**Rows**
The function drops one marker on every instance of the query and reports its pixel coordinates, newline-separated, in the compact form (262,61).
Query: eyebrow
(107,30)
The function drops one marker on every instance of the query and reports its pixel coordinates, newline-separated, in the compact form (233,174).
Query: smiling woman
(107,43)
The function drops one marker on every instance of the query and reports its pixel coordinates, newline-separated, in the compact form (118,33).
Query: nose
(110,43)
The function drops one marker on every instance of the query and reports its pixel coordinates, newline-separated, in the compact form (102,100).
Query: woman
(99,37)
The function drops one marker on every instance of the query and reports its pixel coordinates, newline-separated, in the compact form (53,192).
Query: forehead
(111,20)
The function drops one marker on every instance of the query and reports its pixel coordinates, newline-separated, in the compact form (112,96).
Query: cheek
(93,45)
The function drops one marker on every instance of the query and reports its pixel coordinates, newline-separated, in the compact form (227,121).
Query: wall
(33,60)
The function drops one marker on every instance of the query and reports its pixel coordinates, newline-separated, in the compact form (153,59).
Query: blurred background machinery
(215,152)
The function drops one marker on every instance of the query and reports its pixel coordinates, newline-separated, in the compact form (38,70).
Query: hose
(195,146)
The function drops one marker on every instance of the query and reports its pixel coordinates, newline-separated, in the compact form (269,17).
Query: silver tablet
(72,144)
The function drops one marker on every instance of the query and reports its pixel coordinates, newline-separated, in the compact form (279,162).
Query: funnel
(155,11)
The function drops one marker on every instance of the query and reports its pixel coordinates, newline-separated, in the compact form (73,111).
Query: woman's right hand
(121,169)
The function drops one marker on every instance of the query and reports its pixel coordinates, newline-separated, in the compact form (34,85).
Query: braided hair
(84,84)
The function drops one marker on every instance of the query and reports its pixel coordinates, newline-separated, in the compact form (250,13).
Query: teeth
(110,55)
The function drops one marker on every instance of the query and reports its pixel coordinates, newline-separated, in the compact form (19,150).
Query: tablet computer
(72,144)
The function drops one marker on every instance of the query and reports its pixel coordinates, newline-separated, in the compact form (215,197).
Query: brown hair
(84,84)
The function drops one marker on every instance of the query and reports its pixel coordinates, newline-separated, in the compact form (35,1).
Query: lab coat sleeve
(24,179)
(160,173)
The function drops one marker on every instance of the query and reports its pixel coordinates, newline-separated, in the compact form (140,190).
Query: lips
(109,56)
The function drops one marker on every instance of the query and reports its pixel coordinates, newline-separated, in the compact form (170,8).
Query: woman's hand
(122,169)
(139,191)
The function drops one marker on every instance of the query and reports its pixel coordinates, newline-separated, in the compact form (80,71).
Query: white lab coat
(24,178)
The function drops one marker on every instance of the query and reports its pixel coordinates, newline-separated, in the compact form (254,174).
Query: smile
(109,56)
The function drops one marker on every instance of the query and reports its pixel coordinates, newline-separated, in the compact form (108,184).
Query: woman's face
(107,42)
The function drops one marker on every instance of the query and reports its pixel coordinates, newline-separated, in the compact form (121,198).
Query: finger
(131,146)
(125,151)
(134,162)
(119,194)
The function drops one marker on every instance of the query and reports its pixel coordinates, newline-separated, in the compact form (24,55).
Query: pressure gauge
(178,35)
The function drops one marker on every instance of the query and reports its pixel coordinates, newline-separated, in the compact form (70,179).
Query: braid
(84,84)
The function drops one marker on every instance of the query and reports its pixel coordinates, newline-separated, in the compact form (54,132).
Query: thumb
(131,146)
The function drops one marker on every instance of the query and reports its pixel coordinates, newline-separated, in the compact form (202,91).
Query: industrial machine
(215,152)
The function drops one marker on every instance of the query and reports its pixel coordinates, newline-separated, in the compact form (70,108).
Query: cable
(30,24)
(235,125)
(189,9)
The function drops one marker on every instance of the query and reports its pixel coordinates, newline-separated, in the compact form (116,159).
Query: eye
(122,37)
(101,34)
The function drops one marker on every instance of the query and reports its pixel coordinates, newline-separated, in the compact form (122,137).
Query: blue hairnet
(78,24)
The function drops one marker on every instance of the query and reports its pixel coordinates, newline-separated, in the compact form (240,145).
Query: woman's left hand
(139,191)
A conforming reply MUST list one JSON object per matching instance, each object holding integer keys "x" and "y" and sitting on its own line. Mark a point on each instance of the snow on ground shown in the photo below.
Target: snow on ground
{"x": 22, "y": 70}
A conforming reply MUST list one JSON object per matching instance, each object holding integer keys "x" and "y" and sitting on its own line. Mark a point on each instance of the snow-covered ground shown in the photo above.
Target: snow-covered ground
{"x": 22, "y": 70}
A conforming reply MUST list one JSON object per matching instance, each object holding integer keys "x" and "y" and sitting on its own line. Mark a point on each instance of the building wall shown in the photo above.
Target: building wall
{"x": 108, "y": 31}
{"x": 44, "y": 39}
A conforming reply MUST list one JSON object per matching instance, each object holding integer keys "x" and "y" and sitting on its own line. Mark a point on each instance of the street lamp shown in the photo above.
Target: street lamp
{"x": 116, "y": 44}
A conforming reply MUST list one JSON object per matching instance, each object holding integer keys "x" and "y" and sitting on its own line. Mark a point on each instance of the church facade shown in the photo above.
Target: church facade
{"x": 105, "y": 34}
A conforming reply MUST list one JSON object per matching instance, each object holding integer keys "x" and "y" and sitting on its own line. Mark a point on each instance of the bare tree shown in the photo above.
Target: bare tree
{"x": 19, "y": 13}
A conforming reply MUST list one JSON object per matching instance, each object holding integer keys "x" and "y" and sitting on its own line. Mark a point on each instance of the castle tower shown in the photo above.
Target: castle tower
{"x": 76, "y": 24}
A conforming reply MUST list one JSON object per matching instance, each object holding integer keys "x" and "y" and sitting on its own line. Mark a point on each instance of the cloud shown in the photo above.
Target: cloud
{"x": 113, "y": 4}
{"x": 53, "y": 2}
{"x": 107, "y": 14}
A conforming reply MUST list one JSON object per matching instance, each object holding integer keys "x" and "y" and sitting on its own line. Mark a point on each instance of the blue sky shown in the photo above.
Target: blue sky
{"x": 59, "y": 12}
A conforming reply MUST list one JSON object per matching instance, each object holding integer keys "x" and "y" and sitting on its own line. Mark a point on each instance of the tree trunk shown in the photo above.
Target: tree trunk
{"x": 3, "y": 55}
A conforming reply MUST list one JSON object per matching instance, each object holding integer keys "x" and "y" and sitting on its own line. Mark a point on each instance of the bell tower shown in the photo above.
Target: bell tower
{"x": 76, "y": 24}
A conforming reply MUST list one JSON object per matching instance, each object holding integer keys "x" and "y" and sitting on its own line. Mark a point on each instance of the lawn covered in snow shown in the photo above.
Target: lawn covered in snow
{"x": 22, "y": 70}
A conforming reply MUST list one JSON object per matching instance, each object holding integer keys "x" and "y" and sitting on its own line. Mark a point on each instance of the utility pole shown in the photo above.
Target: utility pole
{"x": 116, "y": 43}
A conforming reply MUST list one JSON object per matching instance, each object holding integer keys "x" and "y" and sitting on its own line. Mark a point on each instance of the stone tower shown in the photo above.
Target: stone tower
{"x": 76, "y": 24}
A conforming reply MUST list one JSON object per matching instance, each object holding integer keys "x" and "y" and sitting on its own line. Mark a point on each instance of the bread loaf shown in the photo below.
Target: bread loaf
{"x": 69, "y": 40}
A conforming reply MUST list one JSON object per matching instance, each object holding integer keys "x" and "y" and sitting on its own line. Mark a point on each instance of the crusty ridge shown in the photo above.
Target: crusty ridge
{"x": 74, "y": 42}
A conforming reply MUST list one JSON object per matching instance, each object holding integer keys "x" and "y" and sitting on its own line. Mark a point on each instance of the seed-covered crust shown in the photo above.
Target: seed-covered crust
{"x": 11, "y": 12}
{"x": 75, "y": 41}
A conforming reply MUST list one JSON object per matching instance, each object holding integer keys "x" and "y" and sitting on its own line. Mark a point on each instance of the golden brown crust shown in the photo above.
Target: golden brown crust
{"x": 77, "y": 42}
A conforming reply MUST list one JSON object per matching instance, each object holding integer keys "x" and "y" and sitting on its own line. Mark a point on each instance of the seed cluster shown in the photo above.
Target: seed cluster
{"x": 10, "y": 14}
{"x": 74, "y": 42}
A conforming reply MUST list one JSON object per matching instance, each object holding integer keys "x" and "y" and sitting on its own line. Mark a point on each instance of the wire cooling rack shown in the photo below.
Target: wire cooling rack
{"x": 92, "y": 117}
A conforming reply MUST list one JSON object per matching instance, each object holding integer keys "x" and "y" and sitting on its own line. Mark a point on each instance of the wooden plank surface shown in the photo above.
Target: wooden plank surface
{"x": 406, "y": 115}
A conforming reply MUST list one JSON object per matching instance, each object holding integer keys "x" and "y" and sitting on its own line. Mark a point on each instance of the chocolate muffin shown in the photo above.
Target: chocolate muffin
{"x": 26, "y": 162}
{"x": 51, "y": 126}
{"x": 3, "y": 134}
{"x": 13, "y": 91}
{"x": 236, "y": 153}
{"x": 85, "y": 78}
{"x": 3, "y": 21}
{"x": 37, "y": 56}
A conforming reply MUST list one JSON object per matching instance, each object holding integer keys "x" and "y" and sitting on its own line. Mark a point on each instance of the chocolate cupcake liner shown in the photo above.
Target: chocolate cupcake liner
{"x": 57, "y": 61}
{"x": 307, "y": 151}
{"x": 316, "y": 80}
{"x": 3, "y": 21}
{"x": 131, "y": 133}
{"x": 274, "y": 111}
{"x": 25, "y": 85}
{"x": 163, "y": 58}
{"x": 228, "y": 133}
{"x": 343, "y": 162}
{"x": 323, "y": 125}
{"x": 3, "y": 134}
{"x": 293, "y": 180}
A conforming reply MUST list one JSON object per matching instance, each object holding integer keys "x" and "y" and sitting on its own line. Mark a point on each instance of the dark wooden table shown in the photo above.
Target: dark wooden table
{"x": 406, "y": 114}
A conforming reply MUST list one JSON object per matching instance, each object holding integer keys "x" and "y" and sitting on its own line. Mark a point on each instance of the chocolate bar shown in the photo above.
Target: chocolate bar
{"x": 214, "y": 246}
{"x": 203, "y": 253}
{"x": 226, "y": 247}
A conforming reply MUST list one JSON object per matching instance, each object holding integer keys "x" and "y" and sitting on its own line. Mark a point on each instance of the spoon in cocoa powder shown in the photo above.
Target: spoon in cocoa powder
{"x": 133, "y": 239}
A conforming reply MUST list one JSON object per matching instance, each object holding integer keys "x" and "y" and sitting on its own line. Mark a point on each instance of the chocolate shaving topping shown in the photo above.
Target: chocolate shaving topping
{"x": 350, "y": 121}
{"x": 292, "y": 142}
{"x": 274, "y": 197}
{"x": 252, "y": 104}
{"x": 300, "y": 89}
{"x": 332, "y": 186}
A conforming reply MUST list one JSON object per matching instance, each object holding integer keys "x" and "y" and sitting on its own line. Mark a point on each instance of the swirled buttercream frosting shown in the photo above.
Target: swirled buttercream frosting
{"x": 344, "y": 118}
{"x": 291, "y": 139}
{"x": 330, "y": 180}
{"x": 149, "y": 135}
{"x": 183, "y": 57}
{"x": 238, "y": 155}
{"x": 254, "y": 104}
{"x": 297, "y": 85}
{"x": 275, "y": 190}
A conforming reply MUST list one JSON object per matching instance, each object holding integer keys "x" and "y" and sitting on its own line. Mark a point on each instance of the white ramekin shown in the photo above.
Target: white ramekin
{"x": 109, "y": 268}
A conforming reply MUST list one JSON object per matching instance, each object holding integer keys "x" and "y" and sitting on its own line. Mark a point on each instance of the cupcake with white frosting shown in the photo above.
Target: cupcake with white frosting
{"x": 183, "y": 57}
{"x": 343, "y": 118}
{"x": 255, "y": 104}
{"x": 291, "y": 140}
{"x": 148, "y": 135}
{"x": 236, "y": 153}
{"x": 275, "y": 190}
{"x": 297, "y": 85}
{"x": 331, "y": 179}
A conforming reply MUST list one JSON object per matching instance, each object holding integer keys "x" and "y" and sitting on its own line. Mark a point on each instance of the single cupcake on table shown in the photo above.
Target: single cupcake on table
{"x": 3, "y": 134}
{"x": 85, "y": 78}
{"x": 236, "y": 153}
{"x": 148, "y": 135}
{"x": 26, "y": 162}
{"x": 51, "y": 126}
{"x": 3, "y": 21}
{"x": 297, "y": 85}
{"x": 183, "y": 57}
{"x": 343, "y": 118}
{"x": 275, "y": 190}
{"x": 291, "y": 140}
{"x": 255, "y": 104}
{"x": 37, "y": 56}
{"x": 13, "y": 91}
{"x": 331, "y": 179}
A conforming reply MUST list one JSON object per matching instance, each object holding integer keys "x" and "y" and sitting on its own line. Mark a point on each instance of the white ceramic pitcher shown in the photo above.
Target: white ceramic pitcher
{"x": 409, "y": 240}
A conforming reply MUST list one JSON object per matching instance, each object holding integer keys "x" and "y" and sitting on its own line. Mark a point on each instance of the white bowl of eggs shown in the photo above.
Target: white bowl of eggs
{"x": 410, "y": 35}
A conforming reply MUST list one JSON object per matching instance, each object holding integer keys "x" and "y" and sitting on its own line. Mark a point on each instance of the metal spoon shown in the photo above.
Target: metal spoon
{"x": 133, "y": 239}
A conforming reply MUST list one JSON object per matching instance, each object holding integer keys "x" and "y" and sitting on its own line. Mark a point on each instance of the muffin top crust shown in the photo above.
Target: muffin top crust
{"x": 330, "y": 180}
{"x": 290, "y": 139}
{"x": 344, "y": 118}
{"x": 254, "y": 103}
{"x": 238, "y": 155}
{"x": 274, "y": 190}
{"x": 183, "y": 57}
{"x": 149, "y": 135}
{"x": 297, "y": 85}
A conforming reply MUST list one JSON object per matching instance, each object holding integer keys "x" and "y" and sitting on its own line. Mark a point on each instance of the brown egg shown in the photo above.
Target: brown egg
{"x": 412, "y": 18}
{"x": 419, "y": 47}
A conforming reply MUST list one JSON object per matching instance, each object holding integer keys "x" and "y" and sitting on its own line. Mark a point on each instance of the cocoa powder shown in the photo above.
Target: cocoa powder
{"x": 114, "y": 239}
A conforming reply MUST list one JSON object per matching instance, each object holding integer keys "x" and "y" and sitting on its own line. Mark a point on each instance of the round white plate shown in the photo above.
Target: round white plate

**Aim of the exercise**
Return exactly the lines from the one containing "the cocoa powder shown in the photo above." to the last line of the data, and nothing more.

**Completed exercise**
A conforming reply MUST list one JSON object per matching instance, each object holding integer keys "x" and "y" and sitting on its own line. Mark a point on each instance of the cocoa powder shown in the photo above.
Target: cocoa powder
{"x": 114, "y": 239}
A conforming reply MUST list one JSON object per matching instance, each object holding integer keys "x" and "y" and sitting on its own line. Mark a point on each instance of the round white plate shown in the photo above.
Target: round white plate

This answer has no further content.